_Instruction_.
Starting at the beginning of the records and ending at the line that contains "<point>856,148</point>", write out every line again, requests included. Offset each coordinate in the answer points by adding 106, keep the sample positions in the requests as they are, and omit the pictures.

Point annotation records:
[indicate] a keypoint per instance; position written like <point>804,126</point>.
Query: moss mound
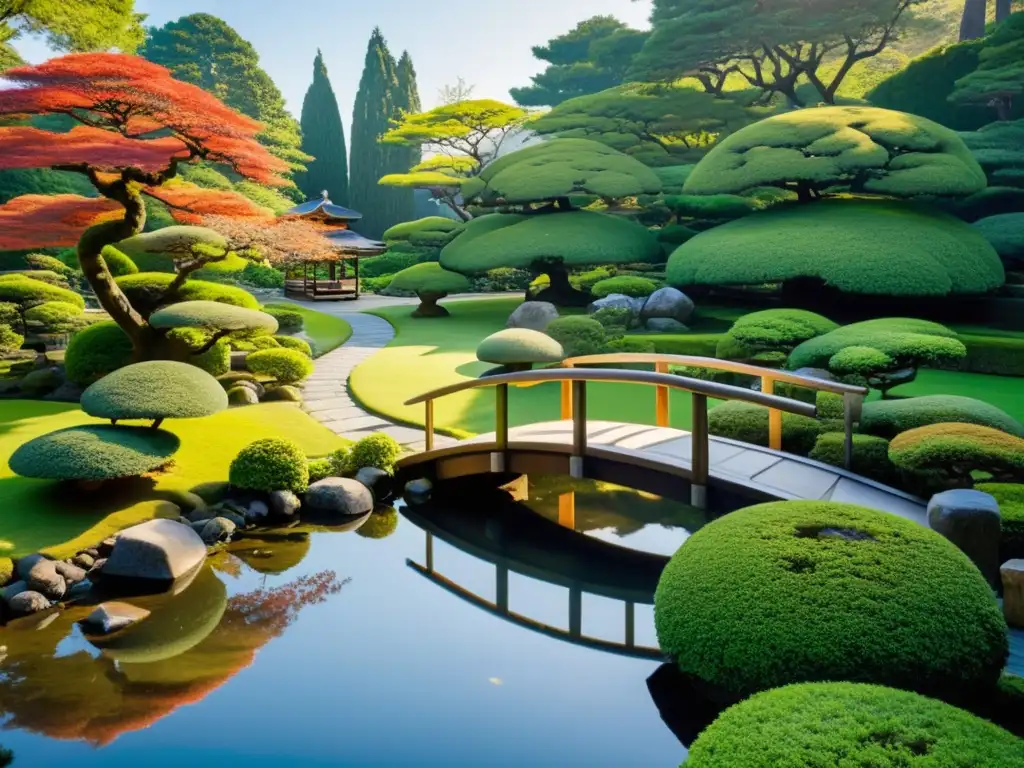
<point>807,591</point>
<point>819,725</point>
<point>268,465</point>
<point>871,247</point>
<point>890,418</point>
<point>94,453</point>
<point>159,389</point>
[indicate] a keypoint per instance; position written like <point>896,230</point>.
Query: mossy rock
<point>94,453</point>
<point>809,591</point>
<point>849,724</point>
<point>158,389</point>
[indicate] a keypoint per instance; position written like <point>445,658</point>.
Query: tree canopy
<point>593,56</point>
<point>856,148</point>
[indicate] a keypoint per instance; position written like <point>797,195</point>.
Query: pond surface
<point>453,644</point>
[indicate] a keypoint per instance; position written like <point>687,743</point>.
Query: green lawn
<point>37,514</point>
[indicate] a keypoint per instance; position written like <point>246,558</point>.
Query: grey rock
<point>28,602</point>
<point>284,503</point>
<point>668,302</point>
<point>418,491</point>
<point>971,520</point>
<point>666,326</point>
<point>72,573</point>
<point>112,616</point>
<point>44,579</point>
<point>217,529</point>
<point>340,496</point>
<point>158,550</point>
<point>532,314</point>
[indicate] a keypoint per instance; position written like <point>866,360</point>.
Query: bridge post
<point>579,428</point>
<point>699,459</point>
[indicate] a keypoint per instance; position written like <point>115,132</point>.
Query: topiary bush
<point>286,366</point>
<point>851,724</point>
<point>578,335</point>
<point>805,591</point>
<point>890,418</point>
<point>953,454</point>
<point>270,464</point>
<point>94,453</point>
<point>158,389</point>
<point>95,351</point>
<point>377,450</point>
<point>628,286</point>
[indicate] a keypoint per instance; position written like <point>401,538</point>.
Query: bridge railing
<point>576,403</point>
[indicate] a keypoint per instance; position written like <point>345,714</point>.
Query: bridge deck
<point>780,475</point>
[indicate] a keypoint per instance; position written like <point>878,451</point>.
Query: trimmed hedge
<point>954,452</point>
<point>805,591</point>
<point>94,453</point>
<point>889,418</point>
<point>820,725</point>
<point>270,464</point>
<point>158,389</point>
<point>95,351</point>
<point>628,286</point>
<point>286,366</point>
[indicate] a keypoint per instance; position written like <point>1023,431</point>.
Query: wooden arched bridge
<point>678,464</point>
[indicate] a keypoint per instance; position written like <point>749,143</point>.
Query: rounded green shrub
<point>118,264</point>
<point>847,244</point>
<point>578,335</point>
<point>377,450</point>
<point>870,455</point>
<point>749,423</point>
<point>889,418</point>
<point>286,366</point>
<point>158,389</point>
<point>851,724</point>
<point>626,285</point>
<point>806,591</point>
<point>519,347</point>
<point>270,464</point>
<point>95,351</point>
<point>956,452</point>
<point>290,342</point>
<point>94,453</point>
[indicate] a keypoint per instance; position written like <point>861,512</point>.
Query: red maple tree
<point>136,125</point>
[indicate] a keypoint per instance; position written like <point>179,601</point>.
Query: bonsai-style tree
<point>136,125</point>
<point>463,137</point>
<point>430,283</point>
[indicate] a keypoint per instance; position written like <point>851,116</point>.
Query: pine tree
<point>324,137</point>
<point>375,105</point>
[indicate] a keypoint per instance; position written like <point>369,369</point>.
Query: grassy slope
<point>36,514</point>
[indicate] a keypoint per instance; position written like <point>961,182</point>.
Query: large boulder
<point>156,551</point>
<point>668,302</point>
<point>340,496</point>
<point>532,314</point>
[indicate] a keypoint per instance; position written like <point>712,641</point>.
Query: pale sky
<point>485,42</point>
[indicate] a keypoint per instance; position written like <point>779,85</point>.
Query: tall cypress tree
<point>375,105</point>
<point>324,137</point>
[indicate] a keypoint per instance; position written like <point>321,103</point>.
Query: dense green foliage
<point>324,138</point>
<point>805,591</point>
<point>955,452</point>
<point>847,724</point>
<point>270,464</point>
<point>889,418</point>
<point>870,247</point>
<point>158,389</point>
<point>94,453</point>
<point>95,351</point>
<point>286,366</point>
<point>841,147</point>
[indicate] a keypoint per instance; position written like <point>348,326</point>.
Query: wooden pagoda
<point>308,280</point>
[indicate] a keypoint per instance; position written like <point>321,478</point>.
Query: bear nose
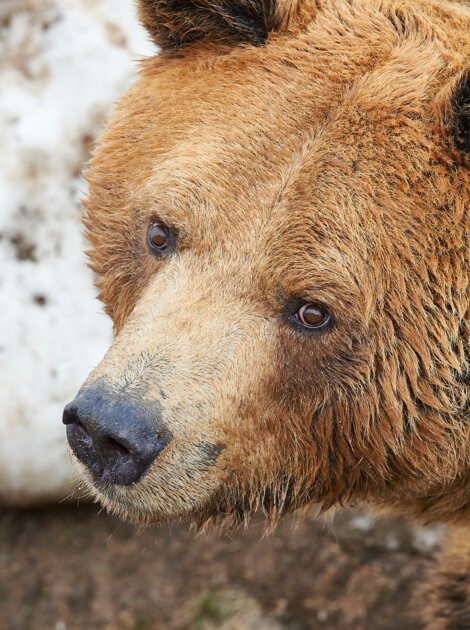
<point>117,440</point>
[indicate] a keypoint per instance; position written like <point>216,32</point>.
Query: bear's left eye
<point>313,315</point>
<point>160,238</point>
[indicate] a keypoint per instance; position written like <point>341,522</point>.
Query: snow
<point>62,65</point>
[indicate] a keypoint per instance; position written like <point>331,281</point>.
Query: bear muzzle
<point>116,439</point>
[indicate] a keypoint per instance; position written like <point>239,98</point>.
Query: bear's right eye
<point>160,238</point>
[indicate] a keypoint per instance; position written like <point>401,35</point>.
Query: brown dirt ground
<point>69,568</point>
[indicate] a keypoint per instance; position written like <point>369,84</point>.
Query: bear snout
<point>116,440</point>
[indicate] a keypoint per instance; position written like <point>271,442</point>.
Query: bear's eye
<point>160,238</point>
<point>313,315</point>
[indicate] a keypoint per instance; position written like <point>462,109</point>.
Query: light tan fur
<point>318,164</point>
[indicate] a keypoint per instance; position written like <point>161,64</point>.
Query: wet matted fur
<point>301,151</point>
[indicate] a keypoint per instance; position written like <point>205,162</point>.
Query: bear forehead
<point>250,124</point>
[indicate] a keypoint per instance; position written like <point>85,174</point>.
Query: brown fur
<point>301,150</point>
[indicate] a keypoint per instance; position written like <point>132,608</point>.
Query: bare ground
<point>73,568</point>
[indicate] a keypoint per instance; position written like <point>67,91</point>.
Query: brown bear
<point>278,217</point>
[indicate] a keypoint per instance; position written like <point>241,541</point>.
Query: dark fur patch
<point>460,120</point>
<point>175,23</point>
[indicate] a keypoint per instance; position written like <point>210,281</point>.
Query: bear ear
<point>174,23</point>
<point>458,112</point>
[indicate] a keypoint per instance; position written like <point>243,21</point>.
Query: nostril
<point>80,434</point>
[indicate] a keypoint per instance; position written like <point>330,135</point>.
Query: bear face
<point>280,230</point>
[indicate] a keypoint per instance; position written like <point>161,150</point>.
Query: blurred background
<point>66,565</point>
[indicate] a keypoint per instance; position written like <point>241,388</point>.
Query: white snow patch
<point>62,65</point>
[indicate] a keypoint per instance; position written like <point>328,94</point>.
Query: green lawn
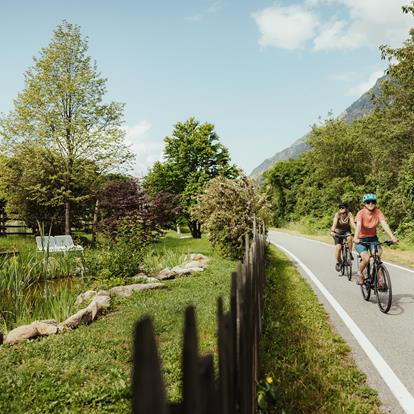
<point>88,370</point>
<point>310,364</point>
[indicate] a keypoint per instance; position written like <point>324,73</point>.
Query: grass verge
<point>310,364</point>
<point>88,370</point>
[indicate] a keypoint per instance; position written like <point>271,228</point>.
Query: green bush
<point>227,209</point>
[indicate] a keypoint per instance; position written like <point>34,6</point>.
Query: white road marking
<point>407,269</point>
<point>403,396</point>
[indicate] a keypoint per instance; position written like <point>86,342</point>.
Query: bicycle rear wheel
<point>343,263</point>
<point>348,264</point>
<point>366,286</point>
<point>383,289</point>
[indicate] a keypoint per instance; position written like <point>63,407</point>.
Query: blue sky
<point>261,71</point>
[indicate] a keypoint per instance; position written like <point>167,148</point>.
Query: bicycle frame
<point>382,288</point>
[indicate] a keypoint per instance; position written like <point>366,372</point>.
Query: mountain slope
<point>362,106</point>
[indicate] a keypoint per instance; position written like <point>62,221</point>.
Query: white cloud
<point>147,150</point>
<point>363,23</point>
<point>365,86</point>
<point>335,36</point>
<point>285,27</point>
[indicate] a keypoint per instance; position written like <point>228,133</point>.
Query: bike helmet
<point>369,197</point>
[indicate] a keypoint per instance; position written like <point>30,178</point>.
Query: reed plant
<point>28,287</point>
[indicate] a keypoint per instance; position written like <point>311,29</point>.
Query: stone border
<point>101,300</point>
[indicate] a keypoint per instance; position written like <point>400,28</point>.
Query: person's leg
<point>350,245</point>
<point>338,253</point>
<point>362,265</point>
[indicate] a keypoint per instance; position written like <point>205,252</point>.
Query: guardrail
<point>238,332</point>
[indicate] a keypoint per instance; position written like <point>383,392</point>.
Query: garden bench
<point>57,244</point>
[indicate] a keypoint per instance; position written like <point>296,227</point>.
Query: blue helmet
<point>369,197</point>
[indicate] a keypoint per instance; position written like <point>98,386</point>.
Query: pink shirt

_Solution to this exercise_.
[indicate] a keypoint per instance; position written like <point>804,126</point>.
Query: moss mound
<point>913,697</point>
<point>925,831</point>
<point>374,571</point>
<point>977,353</point>
<point>996,524</point>
<point>200,559</point>
<point>265,495</point>
[indicate] a keypoint per instance; position written like <point>896,230</point>.
Query: mossy rock
<point>200,559</point>
<point>915,697</point>
<point>955,830</point>
<point>264,495</point>
[indicate] a keypoint per instance; position written like <point>445,658</point>.
Query: tree canopy
<point>699,162</point>
<point>962,254</point>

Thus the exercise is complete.